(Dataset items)
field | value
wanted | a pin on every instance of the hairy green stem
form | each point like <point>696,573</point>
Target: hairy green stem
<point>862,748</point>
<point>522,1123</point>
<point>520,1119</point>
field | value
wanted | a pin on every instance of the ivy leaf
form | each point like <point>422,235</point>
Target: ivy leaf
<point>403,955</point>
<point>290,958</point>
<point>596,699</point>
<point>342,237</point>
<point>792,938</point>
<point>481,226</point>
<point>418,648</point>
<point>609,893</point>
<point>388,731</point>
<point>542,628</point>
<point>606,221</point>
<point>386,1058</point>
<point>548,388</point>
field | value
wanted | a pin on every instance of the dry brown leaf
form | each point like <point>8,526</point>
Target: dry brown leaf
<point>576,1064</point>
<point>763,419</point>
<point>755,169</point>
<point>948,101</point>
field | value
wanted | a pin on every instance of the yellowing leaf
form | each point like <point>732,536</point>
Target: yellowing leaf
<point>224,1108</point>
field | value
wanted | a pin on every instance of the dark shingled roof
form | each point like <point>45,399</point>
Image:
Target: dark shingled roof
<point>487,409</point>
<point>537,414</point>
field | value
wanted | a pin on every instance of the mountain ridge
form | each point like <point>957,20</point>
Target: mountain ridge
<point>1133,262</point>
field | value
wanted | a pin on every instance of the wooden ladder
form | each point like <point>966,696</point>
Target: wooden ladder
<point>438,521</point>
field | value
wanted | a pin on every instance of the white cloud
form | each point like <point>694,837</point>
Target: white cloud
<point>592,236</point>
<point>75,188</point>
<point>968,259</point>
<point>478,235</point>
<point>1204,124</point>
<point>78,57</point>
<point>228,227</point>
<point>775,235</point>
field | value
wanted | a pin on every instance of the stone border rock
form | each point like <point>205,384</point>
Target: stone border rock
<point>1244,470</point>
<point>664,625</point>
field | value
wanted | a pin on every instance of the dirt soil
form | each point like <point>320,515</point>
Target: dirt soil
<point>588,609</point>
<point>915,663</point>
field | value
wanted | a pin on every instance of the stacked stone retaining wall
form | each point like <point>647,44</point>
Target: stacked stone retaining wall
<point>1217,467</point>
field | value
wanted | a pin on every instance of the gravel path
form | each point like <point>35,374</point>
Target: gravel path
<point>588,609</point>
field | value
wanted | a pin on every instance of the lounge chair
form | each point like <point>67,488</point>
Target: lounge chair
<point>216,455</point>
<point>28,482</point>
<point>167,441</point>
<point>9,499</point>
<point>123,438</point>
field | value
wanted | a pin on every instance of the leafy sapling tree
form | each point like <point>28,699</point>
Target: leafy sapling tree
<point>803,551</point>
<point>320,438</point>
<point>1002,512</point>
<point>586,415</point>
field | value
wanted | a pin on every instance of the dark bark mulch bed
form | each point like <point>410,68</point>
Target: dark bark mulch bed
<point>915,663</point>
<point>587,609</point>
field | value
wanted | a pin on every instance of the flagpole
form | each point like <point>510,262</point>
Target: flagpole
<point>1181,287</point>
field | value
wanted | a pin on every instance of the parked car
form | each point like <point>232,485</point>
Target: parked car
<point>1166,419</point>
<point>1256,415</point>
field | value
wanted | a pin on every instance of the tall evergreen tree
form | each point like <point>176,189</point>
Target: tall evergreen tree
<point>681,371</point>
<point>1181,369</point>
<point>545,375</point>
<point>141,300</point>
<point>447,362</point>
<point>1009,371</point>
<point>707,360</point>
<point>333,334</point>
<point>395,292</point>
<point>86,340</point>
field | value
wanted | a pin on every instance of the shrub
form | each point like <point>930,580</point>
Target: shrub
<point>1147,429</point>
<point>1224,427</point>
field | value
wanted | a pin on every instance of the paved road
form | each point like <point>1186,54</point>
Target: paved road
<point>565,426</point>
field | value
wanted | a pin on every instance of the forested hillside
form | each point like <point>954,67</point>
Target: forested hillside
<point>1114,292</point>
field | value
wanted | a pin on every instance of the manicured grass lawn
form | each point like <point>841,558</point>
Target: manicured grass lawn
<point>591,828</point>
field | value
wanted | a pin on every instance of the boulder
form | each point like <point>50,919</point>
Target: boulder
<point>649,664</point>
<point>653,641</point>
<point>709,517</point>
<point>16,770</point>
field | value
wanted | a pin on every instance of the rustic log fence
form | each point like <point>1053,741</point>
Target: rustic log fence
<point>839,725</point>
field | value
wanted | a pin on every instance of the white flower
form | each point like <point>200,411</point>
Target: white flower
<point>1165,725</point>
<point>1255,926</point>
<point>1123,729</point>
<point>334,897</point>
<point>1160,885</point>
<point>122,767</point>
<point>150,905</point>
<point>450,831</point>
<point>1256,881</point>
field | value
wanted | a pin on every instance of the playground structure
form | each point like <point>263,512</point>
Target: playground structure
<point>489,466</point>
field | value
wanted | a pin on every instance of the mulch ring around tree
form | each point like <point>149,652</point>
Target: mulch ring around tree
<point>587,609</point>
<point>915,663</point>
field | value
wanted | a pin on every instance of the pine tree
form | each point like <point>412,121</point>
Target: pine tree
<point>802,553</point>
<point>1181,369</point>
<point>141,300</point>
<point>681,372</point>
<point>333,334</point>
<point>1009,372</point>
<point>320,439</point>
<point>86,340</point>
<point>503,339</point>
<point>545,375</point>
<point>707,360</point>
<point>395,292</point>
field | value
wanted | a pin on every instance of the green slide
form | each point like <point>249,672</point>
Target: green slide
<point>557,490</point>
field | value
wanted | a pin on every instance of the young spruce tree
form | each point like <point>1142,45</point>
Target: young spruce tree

* Work order *
Please print the data above exactly as it appears.

* Result below *
field | value
wanted | a pin on every instance of the hairy green stem
form | each point like <point>696,573</point>
Target: hairy green stem
<point>862,748</point>
<point>522,1123</point>
<point>520,1119</point>
field | value
wanted | a pin on every instance of the ivy leaf
form | each point like <point>422,235</point>
Target: ivy leaf
<point>403,955</point>
<point>290,958</point>
<point>596,699</point>
<point>342,237</point>
<point>792,938</point>
<point>481,226</point>
<point>418,648</point>
<point>609,893</point>
<point>388,731</point>
<point>542,628</point>
<point>606,221</point>
<point>386,1058</point>
<point>548,388</point>
field | value
wanted | a pin on every instance of the dry brown leaf
form | each point like <point>8,526</point>
Target: dry brown leaf
<point>576,1064</point>
<point>763,419</point>
<point>755,169</point>
<point>948,101</point>
field | value
wanted | a pin on every instance of the yellowing leaf
form | each point like <point>732,536</point>
Target: yellowing leaf
<point>224,1108</point>
field | value
wanted | a pin on every instance of the dark shingled roof
form | each point like <point>45,399</point>
Image:
Target: dark shingled roof
<point>487,409</point>
<point>537,414</point>
field | value
wanted | a pin on every instance of the mountain ridge
form | each point like <point>957,20</point>
Target: mountain ridge
<point>1133,262</point>
field | value
wanted | a pin on every instance of the wooden ladder
form | each point like <point>966,696</point>
Target: wooden ladder
<point>438,521</point>
field | value
wanted | a pin on every instance of the white cloud
form | each point like <point>694,837</point>
Target: white cloud
<point>592,236</point>
<point>75,188</point>
<point>968,259</point>
<point>478,235</point>
<point>1204,124</point>
<point>78,57</point>
<point>228,227</point>
<point>775,235</point>
field | value
wanted | a pin on every instance of the stone border rock
form | each point like <point>205,384</point>
Target: stone border rock
<point>1244,470</point>
<point>664,625</point>
field | value
wanted | a pin on every instance of the dirt soil
form | each point like <point>320,515</point>
Target: dirt soil
<point>588,609</point>
<point>915,663</point>
field | value
wanted | a pin on every instance of the stacked stone retaining wall
form | each point like <point>647,44</point>
Target: stacked stone retaining wall
<point>1217,467</point>
field | value
wanted | a pin on every instance of the gravel path
form | each point like <point>35,374</point>
Target: gravel path
<point>588,609</point>
field | value
wanted | a pin on every instance of the lounge chair
form | each point like <point>67,488</point>
Target: lounge chair
<point>216,455</point>
<point>28,482</point>
<point>167,441</point>
<point>9,499</point>
<point>123,438</point>
field | value
wanted | a pin on every instance of the leafy sapling tree
form | each point like <point>28,699</point>
Target: leafy sapling tree
<point>803,551</point>
<point>320,438</point>
<point>1002,512</point>
<point>586,415</point>
field | value
wanted | a pin on every instance of the dark bark mulch bed
form | each point like <point>410,68</point>
Target: dark bark mulch bed
<point>915,663</point>
<point>587,609</point>
field | value
wanted | a pin on every instance of the flagpole
form | each point like <point>510,262</point>
Target: flagpole
<point>1181,287</point>
field | value
wanted | a pin on every instance of the parked car
form | each point like <point>232,485</point>
Target: parked car
<point>1166,419</point>
<point>1256,415</point>
field | value
wanted | a pin on every instance of the tall evergreen tree
form | each point like <point>176,189</point>
Target: tall evergreen tree
<point>681,371</point>
<point>1181,369</point>
<point>545,375</point>
<point>141,300</point>
<point>447,362</point>
<point>1009,371</point>
<point>707,360</point>
<point>333,334</point>
<point>395,292</point>
<point>86,340</point>
field | value
wanted | a pin on every instance of the shrub
form | each point like <point>930,580</point>
Target: shrub
<point>1147,429</point>
<point>1224,427</point>
field | value
wanted | a pin on every instance of the paved road
form | each point like <point>1186,54</point>
Target: paved road
<point>565,426</point>
field | value
wanted | a pin on every instance of the forested hillside
form | each point like <point>954,67</point>
Target: forested hillside
<point>1114,292</point>
field | value
wanted | a pin on every instance of the manicured grass lawn
form | each point like <point>841,558</point>
Target: manicured grass lawn
<point>591,828</point>
field | value
wanted | a pin on every instance of the boulder
form | each point like <point>50,919</point>
Target: boulder
<point>649,664</point>
<point>653,641</point>
<point>709,517</point>
<point>16,770</point>
field | value
wanted | a pin on every instance of the rustic log fence
form | each point like <point>1053,741</point>
Target: rustic log fence
<point>839,725</point>
field | value
wanted | a pin on every instance of the white flower
form | each point like <point>200,411</point>
Target: white flower
<point>1165,725</point>
<point>1255,926</point>
<point>1123,729</point>
<point>334,897</point>
<point>1160,885</point>
<point>122,767</point>
<point>150,905</point>
<point>450,831</point>
<point>1256,881</point>
field | value
wanted | a pin on every instance of the playground structure
form | each point like <point>263,512</point>
Target: playground structure
<point>489,466</point>
field | value
wanted | a pin on every instance of the mulch ring around tree
form | each point like <point>149,652</point>
Target: mulch ring around tree
<point>587,609</point>
<point>915,663</point>
field | value
wanted | a pin on every instance of the pine tree
form | each point like <point>412,121</point>
Target: pine tree
<point>802,553</point>
<point>1181,369</point>
<point>141,300</point>
<point>681,372</point>
<point>333,334</point>
<point>1009,372</point>
<point>320,439</point>
<point>86,340</point>
<point>503,339</point>
<point>545,375</point>
<point>707,360</point>
<point>395,292</point>
field | value
wanted | a pin on every instance of the green slide
form | each point like <point>249,672</point>
Target: green slide
<point>557,490</point>
field | value
wanted | a pin on every instance of the young spruce tree
form | each point like <point>1142,45</point>
Target: young spruce tree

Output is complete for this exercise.